---------- GIVEN PASSAGE

2 Corinthians 6:3-10
“3 Giving no offence in any thing, that the ministry be not blamed:
4 But in all things approving ourselves as the ministers of God, in much patience, in afflictions, in necessities, in distresses,
5 In stripes, in imprisonments, in tumults, in labours, in watchings, in fastings;
6 By pureness, by knowledge, by longsuffering, by kindness, by the Holy Ghost, by love unfeigned,
7 By the word of truth, by the power of God, by the armour of righteousness on the right hand and on the left,
8 By honour and dishonour, by evil report and good report: as deceivers, and yet true;
9 As unknown, and yet well known; as dying, and, behold, we live; as chastened, and not killed;
10 As sorrowful, yet alway rejoicing; as poor, yet making many rich; as having nothing, and yet possessing all things.”
You are His. Cling to Him. The LORD Jesus is going to bring you through, not matter what you face (Deuteronomy 13:4).
“But now thus saith the LORD that created thee, O Jacob, and he that formed thee, O Israel, Fear not: for I have redeemed thee, I have called thee by thy name; thou art mine. 2 When thou passest through the waters, I will be with thee; and through the rivers, they shall not overflow thee: when thou walkest through the fire, thou shalt not be burned; neither shall the flame kindle upon thee.” Isaiah 43:1-2
“Hated”
“And ye shall be hated of all men for my name’s sake: but he that endureth to the end shall be saved.” Matthew 10:22
“Ye shall Laugh”

--------------------

— SET TASK 1 —
From the listing below, pull out every line that contains the word "footpath".

---------- THE DATA

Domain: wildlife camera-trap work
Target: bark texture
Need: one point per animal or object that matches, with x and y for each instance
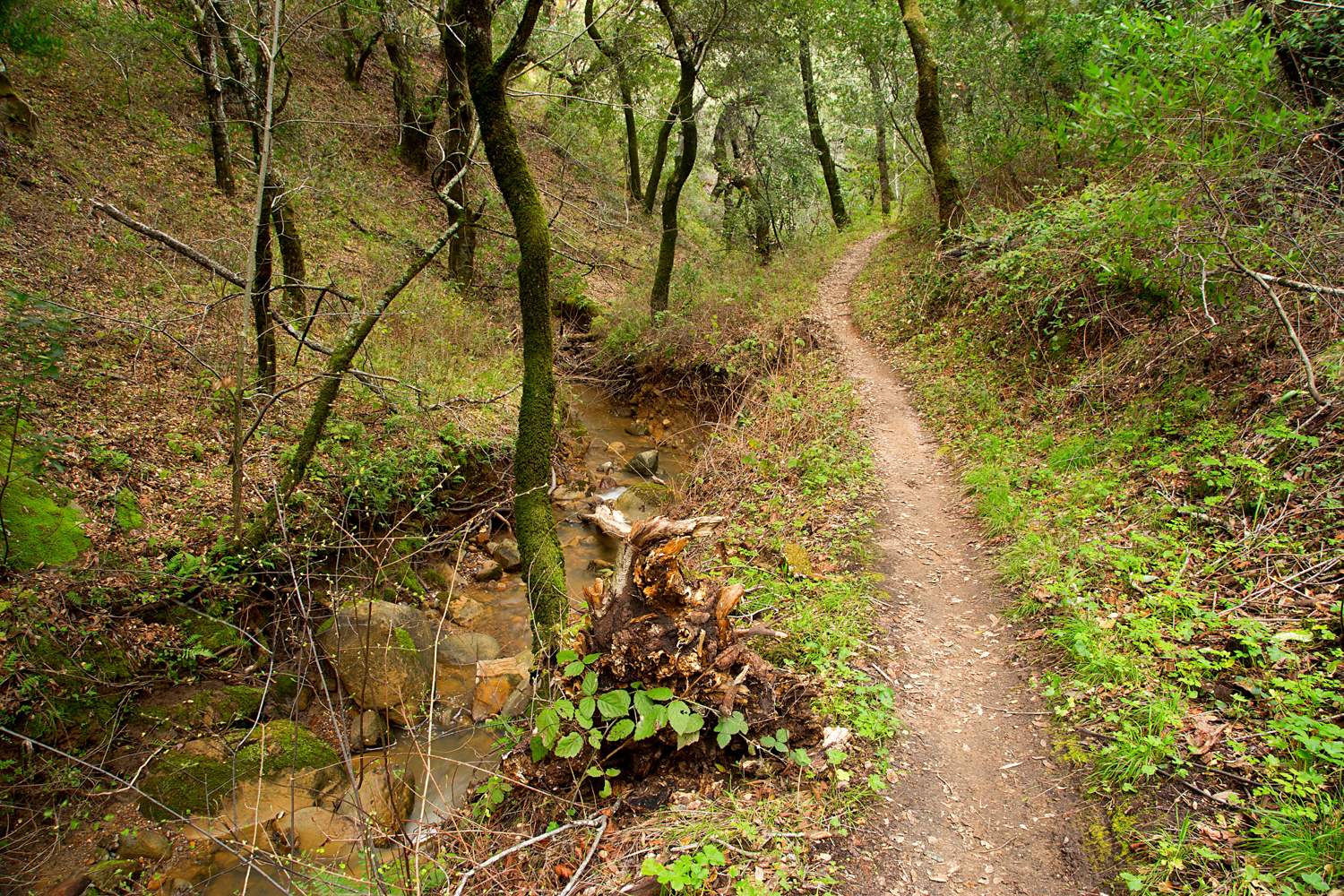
(819, 137)
(612, 51)
(952, 211)
(539, 546)
(881, 123)
(685, 105)
(203, 29)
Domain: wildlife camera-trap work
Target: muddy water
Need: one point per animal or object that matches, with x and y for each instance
(448, 758)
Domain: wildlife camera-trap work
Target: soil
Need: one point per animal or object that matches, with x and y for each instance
(983, 806)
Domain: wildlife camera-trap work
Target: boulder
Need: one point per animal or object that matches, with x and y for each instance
(383, 653)
(366, 729)
(467, 648)
(383, 797)
(464, 610)
(142, 842)
(644, 463)
(508, 557)
(489, 571)
(644, 501)
(113, 874)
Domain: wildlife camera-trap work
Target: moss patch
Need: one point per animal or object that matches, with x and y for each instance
(191, 783)
(40, 530)
(128, 512)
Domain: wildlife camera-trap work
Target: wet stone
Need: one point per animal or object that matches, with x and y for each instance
(142, 844)
(467, 648)
(644, 463)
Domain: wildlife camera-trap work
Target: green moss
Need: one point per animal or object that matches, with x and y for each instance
(40, 530)
(190, 783)
(128, 512)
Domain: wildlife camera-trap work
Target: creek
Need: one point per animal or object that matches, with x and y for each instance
(452, 754)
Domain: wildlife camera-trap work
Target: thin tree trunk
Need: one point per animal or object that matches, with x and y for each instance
(623, 81)
(660, 153)
(685, 161)
(414, 120)
(952, 211)
(341, 358)
(204, 34)
(539, 546)
(819, 139)
(881, 121)
(19, 118)
(457, 155)
(290, 252)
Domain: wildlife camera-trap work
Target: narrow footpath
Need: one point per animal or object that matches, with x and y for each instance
(981, 805)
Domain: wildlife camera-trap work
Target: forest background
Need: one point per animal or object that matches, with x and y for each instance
(1113, 280)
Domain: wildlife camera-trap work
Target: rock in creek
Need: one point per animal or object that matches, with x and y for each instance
(467, 648)
(142, 844)
(113, 874)
(489, 571)
(367, 729)
(644, 463)
(644, 501)
(508, 557)
(383, 653)
(464, 610)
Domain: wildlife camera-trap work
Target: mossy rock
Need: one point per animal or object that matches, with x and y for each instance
(42, 530)
(128, 512)
(644, 501)
(194, 782)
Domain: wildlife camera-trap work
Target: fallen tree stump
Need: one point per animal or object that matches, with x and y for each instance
(661, 673)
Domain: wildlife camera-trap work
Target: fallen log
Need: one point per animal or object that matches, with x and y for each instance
(652, 627)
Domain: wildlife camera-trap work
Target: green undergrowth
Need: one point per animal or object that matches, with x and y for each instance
(1175, 521)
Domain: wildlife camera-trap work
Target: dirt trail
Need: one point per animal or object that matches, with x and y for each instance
(981, 805)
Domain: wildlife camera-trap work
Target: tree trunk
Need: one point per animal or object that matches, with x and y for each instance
(414, 120)
(543, 563)
(341, 358)
(623, 81)
(204, 34)
(457, 155)
(355, 50)
(660, 153)
(952, 211)
(819, 139)
(685, 107)
(881, 121)
(290, 253)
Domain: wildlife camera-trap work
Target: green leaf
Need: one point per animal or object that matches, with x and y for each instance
(569, 745)
(585, 712)
(615, 704)
(548, 727)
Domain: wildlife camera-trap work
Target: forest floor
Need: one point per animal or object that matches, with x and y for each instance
(986, 805)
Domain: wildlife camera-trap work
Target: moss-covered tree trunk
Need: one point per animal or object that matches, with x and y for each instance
(881, 124)
(660, 155)
(457, 155)
(819, 137)
(623, 81)
(952, 210)
(203, 30)
(543, 564)
(685, 105)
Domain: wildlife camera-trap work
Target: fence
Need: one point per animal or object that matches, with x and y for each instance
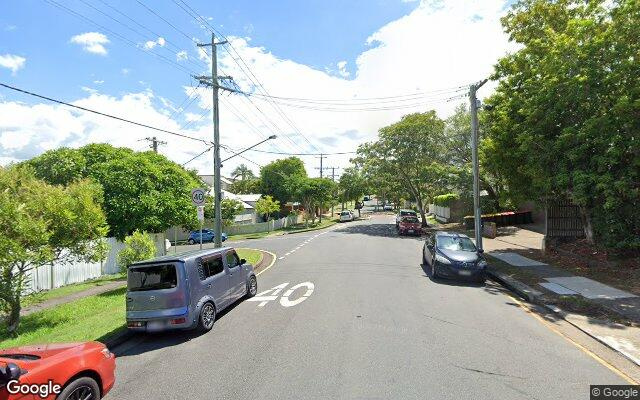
(53, 276)
(442, 214)
(564, 220)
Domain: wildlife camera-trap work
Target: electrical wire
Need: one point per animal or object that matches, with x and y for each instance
(104, 114)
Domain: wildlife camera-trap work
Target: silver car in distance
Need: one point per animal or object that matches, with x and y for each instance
(187, 290)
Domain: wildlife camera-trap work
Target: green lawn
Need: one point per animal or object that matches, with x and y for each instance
(252, 256)
(89, 318)
(39, 297)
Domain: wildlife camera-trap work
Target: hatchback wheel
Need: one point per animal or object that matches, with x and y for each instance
(252, 287)
(207, 317)
(83, 388)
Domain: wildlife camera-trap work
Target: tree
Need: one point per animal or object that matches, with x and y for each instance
(243, 172)
(142, 191)
(313, 193)
(267, 205)
(276, 178)
(564, 122)
(411, 152)
(137, 247)
(43, 224)
(246, 186)
(229, 208)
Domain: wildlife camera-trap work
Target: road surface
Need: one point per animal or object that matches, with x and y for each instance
(375, 326)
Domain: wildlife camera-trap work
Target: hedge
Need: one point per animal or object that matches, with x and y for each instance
(445, 200)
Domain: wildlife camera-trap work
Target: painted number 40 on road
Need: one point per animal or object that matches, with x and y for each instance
(285, 299)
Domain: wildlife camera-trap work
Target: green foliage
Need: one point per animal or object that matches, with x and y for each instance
(142, 191)
(278, 178)
(243, 172)
(565, 114)
(229, 208)
(41, 224)
(445, 200)
(246, 186)
(137, 247)
(267, 205)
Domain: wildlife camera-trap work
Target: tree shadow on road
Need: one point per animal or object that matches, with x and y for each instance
(159, 340)
(380, 230)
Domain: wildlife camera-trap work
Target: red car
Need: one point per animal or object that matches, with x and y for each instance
(409, 225)
(70, 371)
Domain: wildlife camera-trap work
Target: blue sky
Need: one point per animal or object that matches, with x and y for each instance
(314, 33)
(342, 50)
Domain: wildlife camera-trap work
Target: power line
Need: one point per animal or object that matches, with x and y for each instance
(103, 114)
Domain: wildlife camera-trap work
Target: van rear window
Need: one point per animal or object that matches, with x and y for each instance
(152, 277)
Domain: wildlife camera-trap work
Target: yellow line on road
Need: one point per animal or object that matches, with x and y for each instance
(578, 345)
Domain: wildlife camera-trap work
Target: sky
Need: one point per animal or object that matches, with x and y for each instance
(323, 76)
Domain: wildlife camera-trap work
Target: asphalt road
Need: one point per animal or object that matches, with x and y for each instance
(375, 326)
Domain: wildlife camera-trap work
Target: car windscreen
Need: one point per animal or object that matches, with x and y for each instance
(455, 243)
(152, 277)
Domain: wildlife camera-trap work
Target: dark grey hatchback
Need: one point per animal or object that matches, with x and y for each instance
(453, 255)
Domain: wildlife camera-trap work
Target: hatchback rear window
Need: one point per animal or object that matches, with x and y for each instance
(153, 277)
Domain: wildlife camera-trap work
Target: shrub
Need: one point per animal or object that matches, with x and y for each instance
(445, 200)
(139, 246)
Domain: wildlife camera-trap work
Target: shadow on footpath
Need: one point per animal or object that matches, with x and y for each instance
(159, 340)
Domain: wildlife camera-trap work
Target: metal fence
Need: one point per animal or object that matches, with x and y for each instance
(564, 220)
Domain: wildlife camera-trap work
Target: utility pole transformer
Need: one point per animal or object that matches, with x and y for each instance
(474, 159)
(216, 138)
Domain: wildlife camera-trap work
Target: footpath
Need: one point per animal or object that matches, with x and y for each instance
(608, 314)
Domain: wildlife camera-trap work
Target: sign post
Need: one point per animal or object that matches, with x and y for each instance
(197, 198)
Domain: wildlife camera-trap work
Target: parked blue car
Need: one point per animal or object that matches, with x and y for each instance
(207, 236)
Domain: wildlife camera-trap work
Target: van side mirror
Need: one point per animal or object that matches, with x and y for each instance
(9, 372)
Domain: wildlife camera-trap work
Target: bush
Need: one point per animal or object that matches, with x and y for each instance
(139, 246)
(445, 200)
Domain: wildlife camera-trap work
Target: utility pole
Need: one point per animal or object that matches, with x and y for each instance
(474, 159)
(154, 143)
(213, 82)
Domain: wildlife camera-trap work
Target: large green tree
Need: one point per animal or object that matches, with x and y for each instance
(142, 190)
(276, 176)
(566, 113)
(41, 224)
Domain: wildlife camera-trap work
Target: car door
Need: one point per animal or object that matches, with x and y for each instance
(236, 276)
(216, 281)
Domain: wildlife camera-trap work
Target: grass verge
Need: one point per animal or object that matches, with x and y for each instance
(36, 298)
(90, 318)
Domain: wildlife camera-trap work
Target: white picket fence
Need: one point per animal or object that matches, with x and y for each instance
(263, 226)
(53, 276)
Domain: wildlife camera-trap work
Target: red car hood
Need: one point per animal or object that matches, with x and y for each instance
(46, 350)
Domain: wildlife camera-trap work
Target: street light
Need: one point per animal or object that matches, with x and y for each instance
(247, 149)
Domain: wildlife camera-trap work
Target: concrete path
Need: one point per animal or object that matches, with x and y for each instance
(106, 287)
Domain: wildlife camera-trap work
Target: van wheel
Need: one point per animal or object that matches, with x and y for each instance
(207, 317)
(83, 388)
(252, 287)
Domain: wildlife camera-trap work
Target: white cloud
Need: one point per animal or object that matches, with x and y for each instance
(181, 55)
(426, 50)
(92, 42)
(12, 62)
(153, 43)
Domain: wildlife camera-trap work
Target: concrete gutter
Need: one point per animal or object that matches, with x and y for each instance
(526, 292)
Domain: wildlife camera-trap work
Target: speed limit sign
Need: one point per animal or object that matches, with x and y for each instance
(197, 196)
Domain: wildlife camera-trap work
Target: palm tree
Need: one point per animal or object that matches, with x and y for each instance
(243, 172)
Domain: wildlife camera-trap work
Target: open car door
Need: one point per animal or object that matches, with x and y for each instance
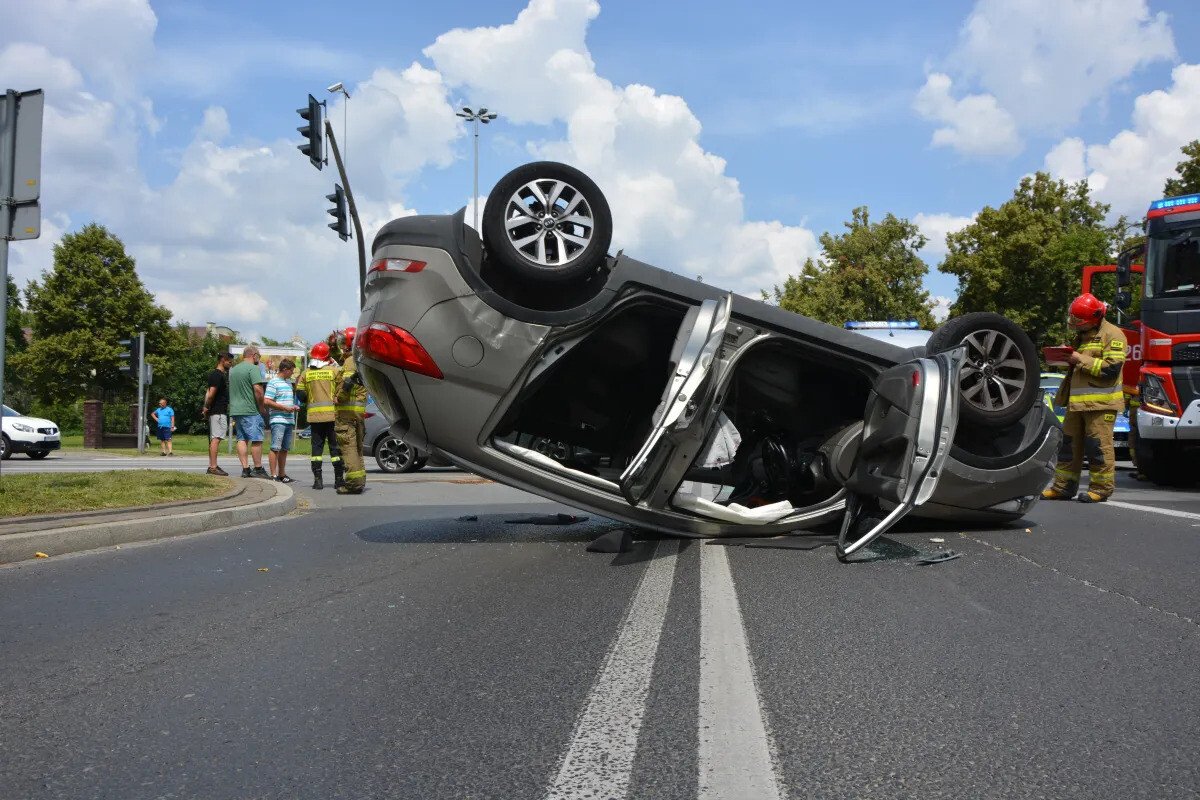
(911, 419)
(684, 401)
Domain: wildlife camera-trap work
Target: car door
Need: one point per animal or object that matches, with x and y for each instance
(684, 401)
(911, 416)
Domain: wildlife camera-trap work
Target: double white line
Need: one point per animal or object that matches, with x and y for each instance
(735, 747)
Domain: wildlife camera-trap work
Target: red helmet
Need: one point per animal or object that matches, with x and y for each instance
(1086, 311)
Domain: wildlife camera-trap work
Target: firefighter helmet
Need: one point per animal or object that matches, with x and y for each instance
(1086, 311)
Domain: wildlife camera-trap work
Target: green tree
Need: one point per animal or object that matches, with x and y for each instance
(1024, 259)
(1188, 172)
(185, 380)
(81, 308)
(871, 271)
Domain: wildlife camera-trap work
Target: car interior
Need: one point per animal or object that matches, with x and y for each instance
(793, 416)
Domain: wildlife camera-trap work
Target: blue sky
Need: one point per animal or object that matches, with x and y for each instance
(726, 138)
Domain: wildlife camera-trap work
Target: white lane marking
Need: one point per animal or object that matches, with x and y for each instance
(1169, 512)
(600, 759)
(735, 750)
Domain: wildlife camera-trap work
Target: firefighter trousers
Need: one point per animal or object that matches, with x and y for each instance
(349, 439)
(1086, 434)
(323, 433)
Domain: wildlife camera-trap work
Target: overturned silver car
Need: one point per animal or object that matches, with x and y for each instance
(533, 356)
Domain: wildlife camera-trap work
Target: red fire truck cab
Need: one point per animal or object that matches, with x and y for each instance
(1168, 420)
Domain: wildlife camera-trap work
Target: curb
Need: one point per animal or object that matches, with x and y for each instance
(60, 541)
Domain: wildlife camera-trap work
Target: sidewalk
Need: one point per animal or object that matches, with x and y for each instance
(22, 537)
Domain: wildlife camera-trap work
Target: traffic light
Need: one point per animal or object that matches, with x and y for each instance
(311, 131)
(131, 356)
(341, 221)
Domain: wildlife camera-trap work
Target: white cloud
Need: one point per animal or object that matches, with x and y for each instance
(1044, 62)
(975, 125)
(1129, 169)
(941, 307)
(1035, 66)
(672, 202)
(237, 234)
(935, 228)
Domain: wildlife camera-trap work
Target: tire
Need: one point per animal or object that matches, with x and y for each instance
(999, 383)
(394, 455)
(547, 223)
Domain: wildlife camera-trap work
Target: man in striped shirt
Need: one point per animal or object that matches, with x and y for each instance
(280, 401)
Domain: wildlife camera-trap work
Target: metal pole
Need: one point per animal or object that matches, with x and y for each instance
(7, 163)
(354, 212)
(474, 198)
(142, 389)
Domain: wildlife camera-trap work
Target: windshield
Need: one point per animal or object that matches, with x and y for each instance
(1173, 264)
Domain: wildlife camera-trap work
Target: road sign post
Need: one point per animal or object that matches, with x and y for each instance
(21, 186)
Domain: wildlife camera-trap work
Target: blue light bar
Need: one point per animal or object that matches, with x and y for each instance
(1173, 202)
(880, 324)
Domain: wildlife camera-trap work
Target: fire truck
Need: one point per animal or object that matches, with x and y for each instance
(1165, 342)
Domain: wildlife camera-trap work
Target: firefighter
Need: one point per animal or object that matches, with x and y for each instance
(316, 389)
(1093, 398)
(352, 407)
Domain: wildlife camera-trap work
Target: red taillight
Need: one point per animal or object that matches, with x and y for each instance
(397, 347)
(395, 265)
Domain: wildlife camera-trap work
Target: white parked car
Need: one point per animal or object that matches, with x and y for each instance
(28, 434)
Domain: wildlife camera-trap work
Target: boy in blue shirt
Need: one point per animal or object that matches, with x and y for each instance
(280, 401)
(165, 417)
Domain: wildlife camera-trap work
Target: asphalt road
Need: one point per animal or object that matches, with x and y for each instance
(390, 645)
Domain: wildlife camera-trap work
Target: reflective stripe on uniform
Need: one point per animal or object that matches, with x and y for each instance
(1096, 394)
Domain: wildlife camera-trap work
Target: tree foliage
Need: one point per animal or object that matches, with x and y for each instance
(871, 271)
(1188, 172)
(1024, 259)
(81, 308)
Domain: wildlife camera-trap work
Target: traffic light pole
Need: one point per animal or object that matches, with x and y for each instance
(354, 214)
(7, 160)
(142, 394)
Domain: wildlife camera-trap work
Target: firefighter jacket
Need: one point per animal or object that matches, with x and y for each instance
(318, 385)
(351, 396)
(1095, 383)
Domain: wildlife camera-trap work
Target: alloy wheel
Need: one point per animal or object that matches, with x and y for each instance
(994, 374)
(549, 222)
(394, 455)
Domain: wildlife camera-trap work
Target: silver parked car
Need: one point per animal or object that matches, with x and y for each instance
(672, 404)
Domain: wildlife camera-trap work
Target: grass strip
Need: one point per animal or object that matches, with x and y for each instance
(186, 444)
(33, 493)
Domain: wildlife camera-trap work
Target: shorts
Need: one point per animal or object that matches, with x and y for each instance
(281, 435)
(250, 427)
(219, 426)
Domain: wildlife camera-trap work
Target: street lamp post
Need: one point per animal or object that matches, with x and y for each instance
(340, 89)
(485, 116)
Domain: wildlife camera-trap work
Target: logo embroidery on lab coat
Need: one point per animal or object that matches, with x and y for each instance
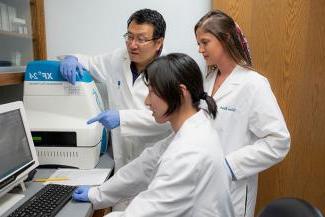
(226, 108)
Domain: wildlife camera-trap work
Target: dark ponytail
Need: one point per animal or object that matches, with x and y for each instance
(212, 106)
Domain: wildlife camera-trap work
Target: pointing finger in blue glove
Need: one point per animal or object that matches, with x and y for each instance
(81, 193)
(110, 119)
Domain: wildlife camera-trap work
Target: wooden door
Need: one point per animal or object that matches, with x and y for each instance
(287, 40)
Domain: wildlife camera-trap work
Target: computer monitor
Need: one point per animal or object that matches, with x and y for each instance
(17, 152)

--------------------

— SET TASK 2 —
In the scripture passage above, what reason does Isaiah 43:1 give for the command "Fear not"? Answer in one to three sentences.

— EXERCISE RESPONSE 1 —
Target: narrow footpath
Target: shadow on footpath
Target: footpath

— EXERCISE RESPONSE 2 —
The LORD tells Jacob, or Israel, not to fear because He has redeemed him and has called him by his name. He also declares, "thou art mine."